Directions for this task:
Copy nothing but the lines from the one containing "Target: circular stone basin" through the last line of the entries below, exactly as written and without pictures.

Input data:
******************************

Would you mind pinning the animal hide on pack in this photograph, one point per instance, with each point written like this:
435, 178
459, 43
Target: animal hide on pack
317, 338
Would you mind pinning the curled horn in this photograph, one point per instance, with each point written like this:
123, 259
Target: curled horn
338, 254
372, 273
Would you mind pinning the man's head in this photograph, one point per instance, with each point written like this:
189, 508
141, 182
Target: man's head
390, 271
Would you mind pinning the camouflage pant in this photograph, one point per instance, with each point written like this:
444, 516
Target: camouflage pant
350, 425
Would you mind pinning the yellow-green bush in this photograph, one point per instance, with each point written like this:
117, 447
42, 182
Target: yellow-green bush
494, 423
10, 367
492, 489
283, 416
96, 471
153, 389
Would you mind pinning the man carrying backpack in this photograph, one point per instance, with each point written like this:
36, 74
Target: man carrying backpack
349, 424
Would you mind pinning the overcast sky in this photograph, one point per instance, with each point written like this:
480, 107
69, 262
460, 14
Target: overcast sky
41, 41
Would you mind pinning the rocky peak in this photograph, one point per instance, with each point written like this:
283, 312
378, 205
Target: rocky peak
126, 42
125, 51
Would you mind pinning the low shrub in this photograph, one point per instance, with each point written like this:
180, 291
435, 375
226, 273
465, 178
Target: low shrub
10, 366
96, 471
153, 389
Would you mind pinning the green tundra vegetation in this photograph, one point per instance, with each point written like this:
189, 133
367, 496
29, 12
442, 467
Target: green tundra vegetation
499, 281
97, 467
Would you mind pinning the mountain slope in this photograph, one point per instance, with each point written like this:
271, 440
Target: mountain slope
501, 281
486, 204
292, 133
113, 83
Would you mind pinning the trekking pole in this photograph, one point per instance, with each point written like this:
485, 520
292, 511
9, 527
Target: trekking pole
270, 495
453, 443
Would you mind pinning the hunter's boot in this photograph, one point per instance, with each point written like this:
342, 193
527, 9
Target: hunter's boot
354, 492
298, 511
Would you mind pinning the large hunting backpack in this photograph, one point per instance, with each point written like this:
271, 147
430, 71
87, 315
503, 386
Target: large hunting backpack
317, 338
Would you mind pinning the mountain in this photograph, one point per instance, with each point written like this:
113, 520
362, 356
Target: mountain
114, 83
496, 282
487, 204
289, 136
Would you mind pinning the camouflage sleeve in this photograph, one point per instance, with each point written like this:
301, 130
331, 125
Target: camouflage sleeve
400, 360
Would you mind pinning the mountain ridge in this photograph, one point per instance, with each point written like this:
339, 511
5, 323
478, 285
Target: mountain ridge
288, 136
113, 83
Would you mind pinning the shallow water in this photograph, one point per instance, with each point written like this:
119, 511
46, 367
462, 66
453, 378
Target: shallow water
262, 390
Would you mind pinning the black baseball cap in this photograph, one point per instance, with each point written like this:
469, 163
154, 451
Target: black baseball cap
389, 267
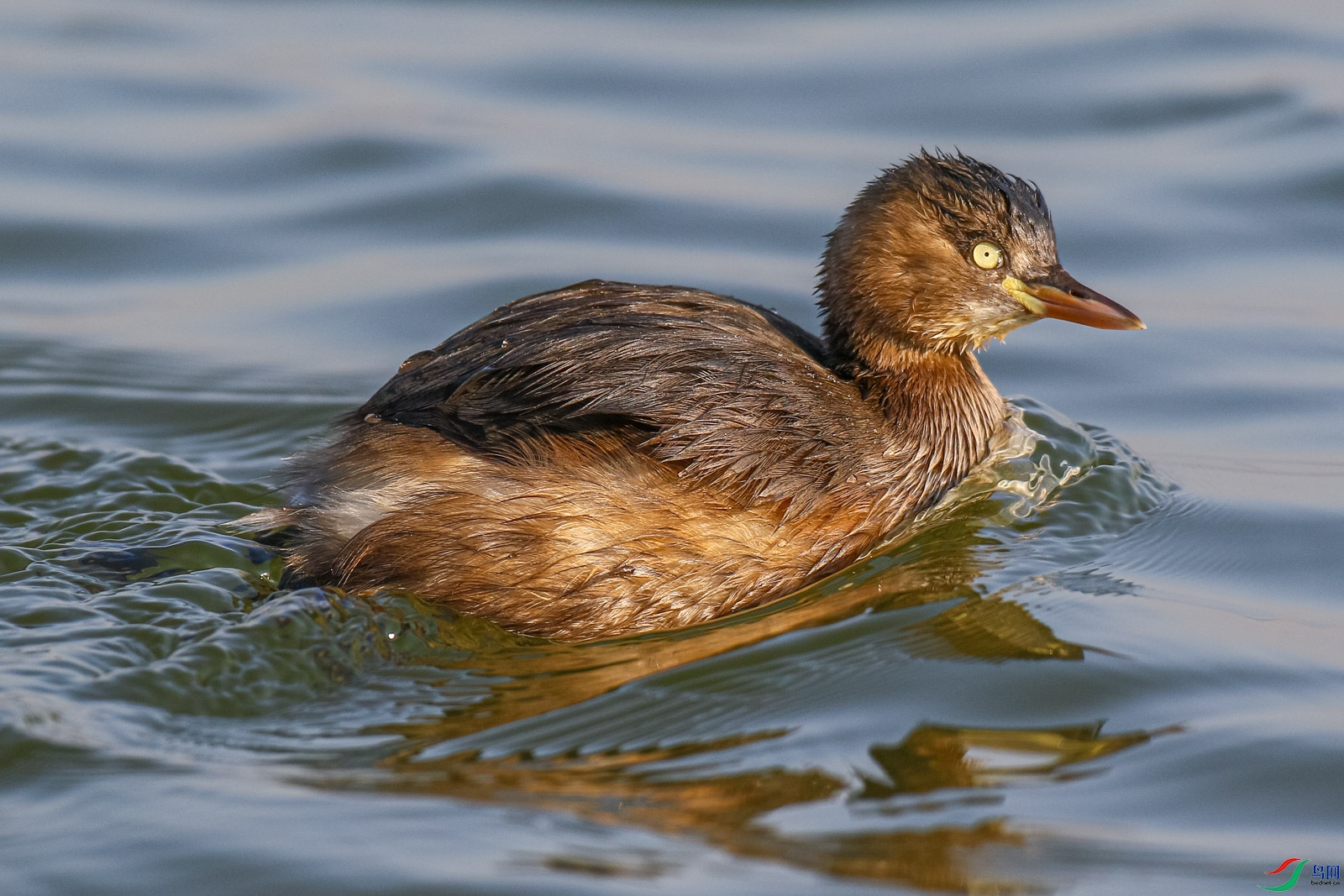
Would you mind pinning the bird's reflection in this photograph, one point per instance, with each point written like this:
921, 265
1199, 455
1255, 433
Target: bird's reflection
669, 790
642, 788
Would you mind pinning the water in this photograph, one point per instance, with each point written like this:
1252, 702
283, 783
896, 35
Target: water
1110, 664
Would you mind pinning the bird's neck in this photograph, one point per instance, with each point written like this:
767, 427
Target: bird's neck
941, 410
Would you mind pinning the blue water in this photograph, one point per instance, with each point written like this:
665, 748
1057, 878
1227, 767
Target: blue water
1112, 663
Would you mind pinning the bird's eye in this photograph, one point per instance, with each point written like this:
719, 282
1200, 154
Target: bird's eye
987, 255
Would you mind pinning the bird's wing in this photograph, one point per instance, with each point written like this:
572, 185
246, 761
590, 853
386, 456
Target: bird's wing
725, 391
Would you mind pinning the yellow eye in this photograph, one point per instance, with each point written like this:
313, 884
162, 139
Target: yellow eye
987, 255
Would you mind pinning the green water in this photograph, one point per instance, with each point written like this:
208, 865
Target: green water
1109, 663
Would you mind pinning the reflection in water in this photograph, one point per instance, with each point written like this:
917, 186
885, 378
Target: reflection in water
933, 564
642, 788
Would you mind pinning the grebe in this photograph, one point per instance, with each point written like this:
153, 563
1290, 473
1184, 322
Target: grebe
611, 458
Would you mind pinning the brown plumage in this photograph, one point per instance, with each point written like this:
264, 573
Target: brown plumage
608, 458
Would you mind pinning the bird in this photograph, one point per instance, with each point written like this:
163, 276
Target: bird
613, 458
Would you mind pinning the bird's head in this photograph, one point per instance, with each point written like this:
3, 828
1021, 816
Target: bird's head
945, 253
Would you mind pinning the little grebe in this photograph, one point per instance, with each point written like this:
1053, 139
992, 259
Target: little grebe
609, 458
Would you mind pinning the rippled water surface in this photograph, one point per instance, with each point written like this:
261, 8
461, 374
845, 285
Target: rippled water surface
1112, 663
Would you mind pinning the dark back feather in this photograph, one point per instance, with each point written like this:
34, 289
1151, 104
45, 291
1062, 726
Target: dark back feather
727, 392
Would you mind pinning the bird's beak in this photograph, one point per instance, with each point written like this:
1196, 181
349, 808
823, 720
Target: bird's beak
1061, 296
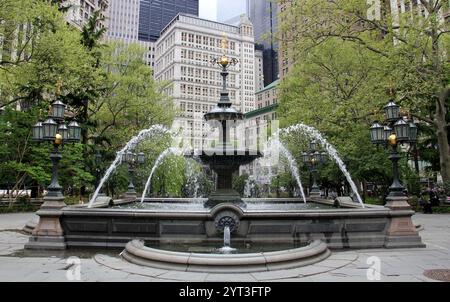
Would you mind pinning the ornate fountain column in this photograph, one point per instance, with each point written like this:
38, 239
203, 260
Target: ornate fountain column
225, 159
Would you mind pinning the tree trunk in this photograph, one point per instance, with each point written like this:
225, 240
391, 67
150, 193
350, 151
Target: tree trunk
442, 135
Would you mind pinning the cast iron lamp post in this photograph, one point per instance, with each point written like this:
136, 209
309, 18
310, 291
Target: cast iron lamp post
401, 231
48, 234
313, 158
98, 170
398, 130
55, 131
132, 159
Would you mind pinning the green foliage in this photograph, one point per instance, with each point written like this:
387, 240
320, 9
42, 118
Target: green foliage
344, 65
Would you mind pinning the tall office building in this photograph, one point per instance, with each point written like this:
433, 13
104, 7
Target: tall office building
183, 58
154, 15
230, 10
259, 70
263, 14
80, 11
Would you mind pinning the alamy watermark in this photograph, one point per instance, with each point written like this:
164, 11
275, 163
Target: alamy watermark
373, 272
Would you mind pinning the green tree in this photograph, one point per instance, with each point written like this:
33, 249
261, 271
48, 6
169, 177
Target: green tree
346, 60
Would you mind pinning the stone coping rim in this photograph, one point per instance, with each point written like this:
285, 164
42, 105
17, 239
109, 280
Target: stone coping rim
136, 252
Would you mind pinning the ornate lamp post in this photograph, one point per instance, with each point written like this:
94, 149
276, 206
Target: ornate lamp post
313, 158
401, 232
48, 234
132, 159
398, 130
98, 170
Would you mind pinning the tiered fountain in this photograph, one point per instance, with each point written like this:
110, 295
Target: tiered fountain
268, 233
225, 159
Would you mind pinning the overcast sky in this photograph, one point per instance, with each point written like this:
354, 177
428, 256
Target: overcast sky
208, 9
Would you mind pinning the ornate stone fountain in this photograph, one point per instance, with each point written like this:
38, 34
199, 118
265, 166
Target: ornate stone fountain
225, 159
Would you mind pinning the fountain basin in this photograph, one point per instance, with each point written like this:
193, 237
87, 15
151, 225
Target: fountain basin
136, 252
339, 228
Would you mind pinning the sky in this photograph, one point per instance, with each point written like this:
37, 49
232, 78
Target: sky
208, 9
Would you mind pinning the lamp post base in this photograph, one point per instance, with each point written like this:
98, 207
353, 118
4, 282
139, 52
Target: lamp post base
48, 234
401, 232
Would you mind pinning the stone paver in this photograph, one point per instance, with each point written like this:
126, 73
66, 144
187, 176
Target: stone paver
396, 265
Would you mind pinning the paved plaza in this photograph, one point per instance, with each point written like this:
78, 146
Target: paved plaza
372, 265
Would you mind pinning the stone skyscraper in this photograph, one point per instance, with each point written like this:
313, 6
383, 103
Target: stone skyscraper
263, 14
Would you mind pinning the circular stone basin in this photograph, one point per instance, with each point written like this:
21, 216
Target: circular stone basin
136, 252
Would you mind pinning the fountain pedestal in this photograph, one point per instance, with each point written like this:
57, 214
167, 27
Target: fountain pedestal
48, 234
401, 232
226, 159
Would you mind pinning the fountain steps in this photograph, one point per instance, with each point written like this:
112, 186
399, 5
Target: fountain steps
136, 252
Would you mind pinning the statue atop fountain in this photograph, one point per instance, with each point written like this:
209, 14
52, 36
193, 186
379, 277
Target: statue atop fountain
225, 159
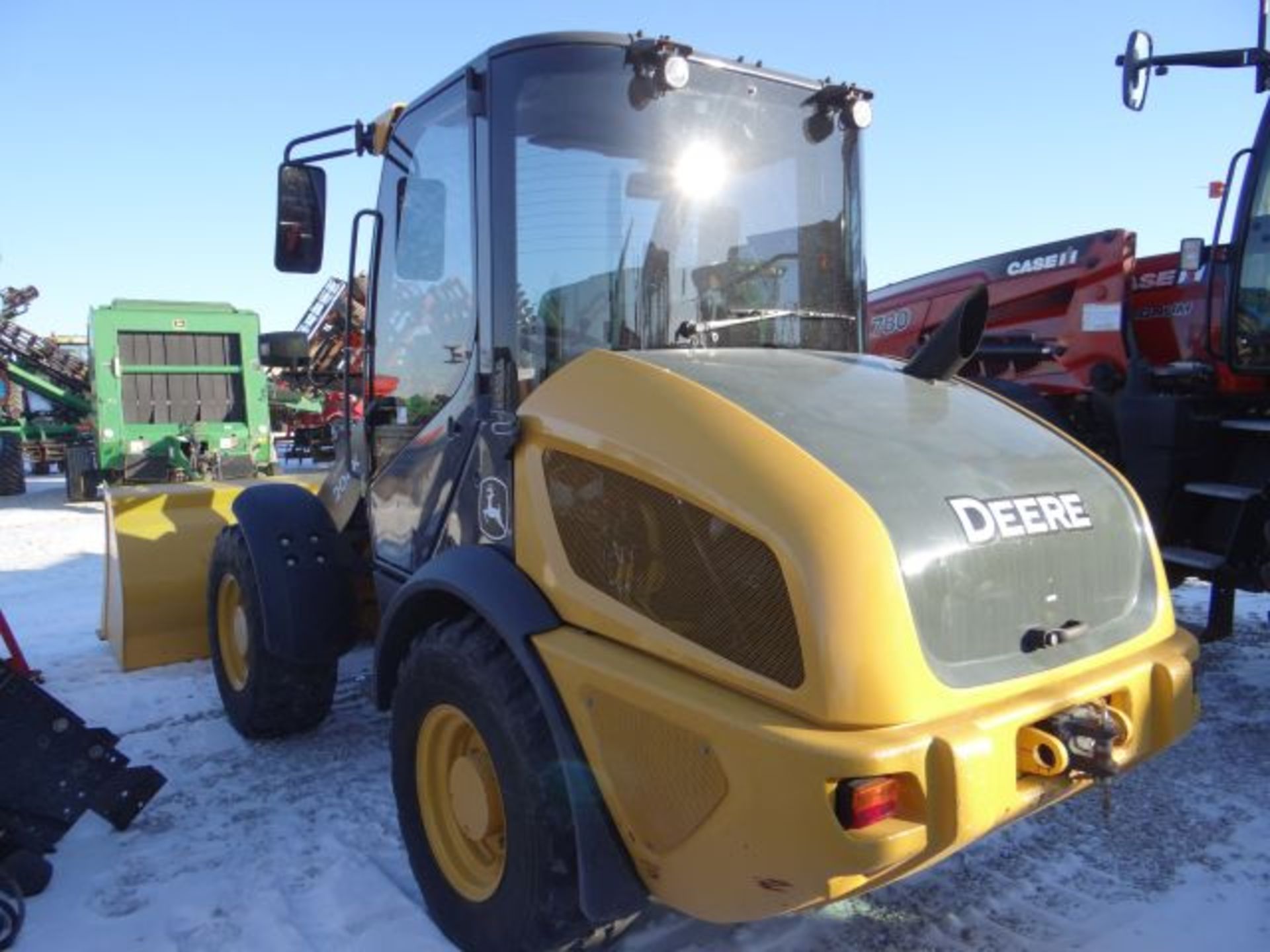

******************************

Response to this exercise:
Target: circular stone basin
136, 252
Would you mind pinning the fountain pedestal in this photograph, one point per instance, with each point written like this:
57, 214
167, 27
Target: fountain pedestal
48, 234
401, 232
226, 159
Would you mind pinning the fountain steps in this photograph, one point per instance, with each point written like this:
112, 186
399, 5
Target: fountain steps
136, 252
Would you mind pinning the statue atop fountain in this photograph, one point per instance, with each point written like this:
209, 14
52, 36
193, 186
379, 277
Target: statue atop fountain
225, 159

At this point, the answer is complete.